- Tasks
1. Using the article on the Employment Rights Act 2025 placed before the listing, decide whether each statement agrees with it. Answer yes or no and quote the deciding words. (a) The Employment Rights Bill received Royal Assent on 18 December 2025. (b) Unfair dismissal rights will apply from an employee's first day. (c) Workers will get sick pay from day one.
2. Please go on with the article on the Employment Rights Act 2025, which comes before the listing, from its last sentence, keeping its tone and layout.

- Text

Unemployment hit 5.1% in figures released on 16 December 2025 (up from 4.3% a year earlier). For UK SMEs, that backdrop matters because hiring is already fragile—then the Employment Rights Bill received Royal Assent on 18 December 2025, becoming the Employment Rights Act 2025.

Most companies will treat this as “an HR problem” and park it with whoever does contracts and payroll. That’s a mistake. The Act will reshape how you recruit, schedule, manage absence, and change terms—so it will also reshape your operating capacity. And when operational capacity shifts, marketing automation gets affected fast: slower lead follow-up, inconsistent campaign execution, and more manual work when you can least afford it.

This piece sits in our Immigration, Skills & Workforce series for a reason. When labour is tight (skills shortages, mobility, wage pressure), you can’t waste time on admin—or on fixing avoidable compliance gaps. The smart move is to build processes that are compliant by default, then keep revenue-generating activity steady.

Practical stance: treat the Employment Rights Act 2025 as a workflow redesign project, not a legal memo.

What changed in the Employment Rights Act 2025 (and when)

The immediate headline: the Act is law, but many measures will be introduced through secondary legislation, with government guidance expected throughout 2026.

Here are the parts SMEs should have on their radar now, because they affect day-to-day management.

Unfair dismissal: not day one, but a shorter runway

Answer first: Unfair dismissal rights won’t be day one; instead there’s a six-month period (still a major reduction from 24 months previously).

Operational impact for SMEs:

  • Hiring decisions may feel riskier, especially for roles where performance is hard to judge quickly.
  • You’ll need cleaner probation processes: documented objectives, regular check-ins, and consistent feedback.

Automation tie-in: if your onboarding, probation reviews, and manager reminders live in people’s heads, you’ll miss steps. Miss steps → messy terminations → claims risk.

Pay and protections from day one: sick pay and parental pay

Answer first: Workers will get sick pay and parental pay from day one.

This is where cashflow planning meets process design:

  • Absence reporting needs to be consistent from day one of employment.
  • Managers need a simple route to record absence and trigger payroll/HR actions.

Automation tie-in: day-one entitlements increase the value of structured data capture. A single absence form (Teams/Slack form, HR system, or even a simple workflow tool) that logs dates and reason codes can prevent payroll surprises.

- Given information

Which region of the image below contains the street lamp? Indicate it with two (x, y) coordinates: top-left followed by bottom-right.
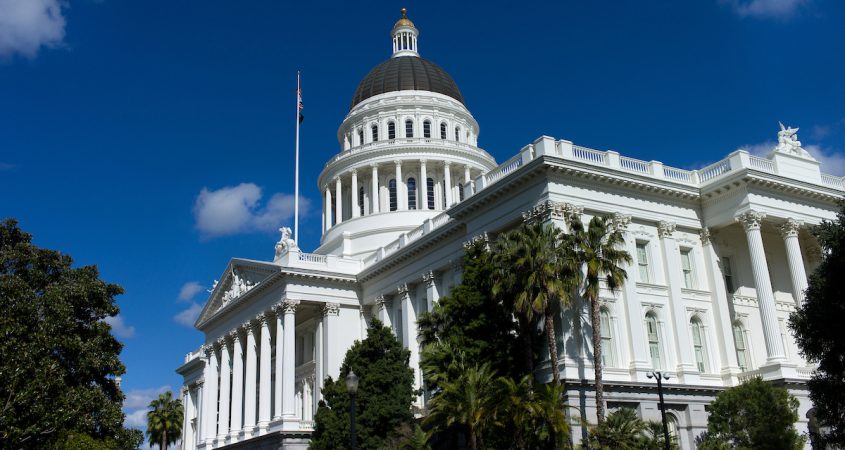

- Outputs by task
1.
(a) Yes: "the Employment Rights Bill received Royal Assent on 18 December 2025"
(b) No: "Unfair dismissal rights won’t be day one; instead there’s a six-month period"
(c) Yes: "Workers will get sick pay and parental pay from day one."

2.
Pregnancy and new mother protections: higher risk if you’re sloppy

Answer first: The Act strengthens protections for pregnant workers and new mothers.

SMEs don’t usually fail here because they’re malicious; they fail because communication is fragmented (WhatsApp messages, informal rota changes, inconsistent notes). Your defence is an audit trail that shows fair process.

Automation tie-in: create standard manager prompts and checklists for risk assessment updates, scheduling adjustments, and return-to-work planning.

Fire-and-rehire and zero-hours: softened, but not “business as usual”

The Act didn’t implement outright bans that some expected. But it does tighten the rules in ways that will punish casual processes.

Fire-and-rehire: unfair when core terms are changed

Answer first: Fire-and-rehire will be deemed unfair if certain core terms are changed, including:

  • required number of working hours
  • pay
  • pension
  • rights regarding time off
  • shift times and length

There’s also a tougher stance on “fire and replace”—replacing employees with contractors/agency workers or others doing largely the same work.

An exception applies if the company is under severe financial distress. Measures are expected around October 2026.

Automation tie-in: contract variation workflows matter. If your “change of terms” process is basically an email thread, you’re exposed. A controlled workflow with approvals, versioned documents, and acknowledgement tracking is cheap insurance.

Zero-hours: pressure to offer guaranteed hours

Answer first: Employers will be expected to offer guaranteed hours to qualifying workers when regular worked hours exceed contracted hours (details of “qualifying” to follow).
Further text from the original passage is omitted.